• **Task instructions**: Transcribe the entries word for word, starting at the line that contains "Could you please point out the white sky" and continuing through the end of the entries.

▼

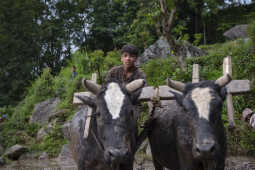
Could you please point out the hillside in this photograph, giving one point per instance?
(18, 129)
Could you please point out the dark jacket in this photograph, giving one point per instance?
(117, 73)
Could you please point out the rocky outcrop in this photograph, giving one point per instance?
(15, 152)
(65, 158)
(238, 31)
(162, 49)
(2, 161)
(1, 150)
(44, 111)
(44, 132)
(66, 130)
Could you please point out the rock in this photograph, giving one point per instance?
(143, 147)
(44, 110)
(252, 121)
(148, 150)
(238, 31)
(66, 130)
(161, 49)
(2, 161)
(65, 158)
(15, 152)
(58, 114)
(66, 152)
(44, 155)
(44, 132)
(1, 150)
(246, 114)
(40, 134)
(188, 50)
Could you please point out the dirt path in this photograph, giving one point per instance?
(232, 163)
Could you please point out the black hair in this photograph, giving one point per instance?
(130, 48)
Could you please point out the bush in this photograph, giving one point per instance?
(251, 32)
(53, 142)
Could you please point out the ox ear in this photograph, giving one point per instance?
(134, 85)
(178, 97)
(177, 85)
(91, 86)
(223, 80)
(91, 101)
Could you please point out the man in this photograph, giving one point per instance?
(128, 71)
(74, 73)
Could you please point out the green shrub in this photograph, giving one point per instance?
(251, 32)
(53, 142)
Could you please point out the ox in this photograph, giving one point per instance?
(189, 134)
(112, 134)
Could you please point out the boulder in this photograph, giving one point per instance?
(44, 110)
(44, 132)
(44, 155)
(238, 31)
(252, 121)
(66, 130)
(66, 152)
(162, 49)
(247, 112)
(65, 158)
(15, 152)
(148, 150)
(1, 150)
(58, 114)
(2, 161)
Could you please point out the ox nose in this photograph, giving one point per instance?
(116, 155)
(205, 149)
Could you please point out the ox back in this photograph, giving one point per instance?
(189, 134)
(85, 151)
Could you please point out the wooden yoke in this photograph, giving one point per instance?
(227, 69)
(77, 101)
(195, 73)
(235, 87)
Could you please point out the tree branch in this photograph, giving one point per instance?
(171, 20)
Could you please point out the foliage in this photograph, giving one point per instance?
(251, 32)
(53, 142)
(41, 89)
(158, 70)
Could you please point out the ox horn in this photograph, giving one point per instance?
(91, 86)
(177, 85)
(134, 85)
(223, 80)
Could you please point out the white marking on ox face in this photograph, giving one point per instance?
(202, 99)
(114, 99)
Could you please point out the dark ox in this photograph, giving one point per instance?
(190, 135)
(112, 135)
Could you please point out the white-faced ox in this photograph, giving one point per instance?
(112, 134)
(189, 134)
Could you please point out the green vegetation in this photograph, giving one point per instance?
(36, 58)
(241, 141)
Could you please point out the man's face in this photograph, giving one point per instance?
(128, 60)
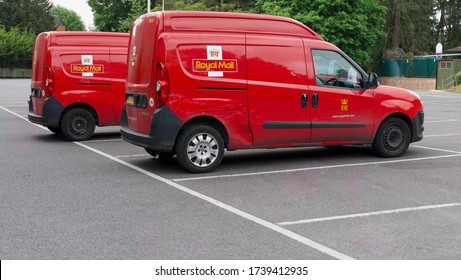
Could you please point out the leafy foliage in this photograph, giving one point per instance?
(27, 15)
(458, 78)
(70, 19)
(15, 48)
(409, 27)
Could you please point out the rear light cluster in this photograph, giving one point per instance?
(162, 87)
(49, 81)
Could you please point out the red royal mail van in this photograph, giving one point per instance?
(202, 82)
(78, 81)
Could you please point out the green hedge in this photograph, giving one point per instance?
(15, 48)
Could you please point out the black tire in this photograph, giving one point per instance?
(78, 125)
(163, 156)
(55, 130)
(392, 139)
(200, 149)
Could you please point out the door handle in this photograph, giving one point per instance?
(315, 100)
(304, 100)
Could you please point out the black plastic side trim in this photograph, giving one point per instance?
(52, 110)
(418, 127)
(336, 125)
(165, 126)
(288, 125)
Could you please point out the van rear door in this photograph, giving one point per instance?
(342, 109)
(277, 91)
(118, 57)
(40, 63)
(141, 99)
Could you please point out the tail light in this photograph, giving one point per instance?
(49, 81)
(162, 87)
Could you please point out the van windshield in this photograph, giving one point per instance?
(332, 69)
(38, 58)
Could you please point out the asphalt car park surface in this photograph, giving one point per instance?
(107, 199)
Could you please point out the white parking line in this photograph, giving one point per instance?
(314, 168)
(138, 155)
(105, 140)
(436, 149)
(401, 210)
(442, 135)
(303, 240)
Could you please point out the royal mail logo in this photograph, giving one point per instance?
(344, 106)
(81, 68)
(207, 65)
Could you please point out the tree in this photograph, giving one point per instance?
(354, 26)
(70, 19)
(15, 48)
(409, 26)
(109, 14)
(118, 15)
(27, 15)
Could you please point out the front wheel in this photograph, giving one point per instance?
(78, 125)
(55, 130)
(162, 156)
(200, 149)
(392, 138)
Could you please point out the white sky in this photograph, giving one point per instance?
(80, 7)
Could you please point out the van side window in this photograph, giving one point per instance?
(332, 69)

▲

• **Full answer**:
Could you please point out the white sky in this photograph, giving one point per instance?
(80, 7)
Could you please point out the van side window in this photograph, giving one point per instance?
(332, 69)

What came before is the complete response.